## Stated task
Rescale the records below by reproducing every line, requests included, with each coordinate in the answers multiplied by 2.4 and rounded to the nearest whole number, halves rounded up.

## Dataset items
[Begin]

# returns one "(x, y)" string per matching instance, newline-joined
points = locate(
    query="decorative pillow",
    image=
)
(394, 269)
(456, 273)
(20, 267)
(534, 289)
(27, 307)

[End]

## Written response
# returns one "(x, y)" string per matching instance, newline-joined
points = locate(
    query="decorative pillow",
    image=
)
(946, 646)
(1094, 655)
(48, 641)
(1282, 694)
(65, 737)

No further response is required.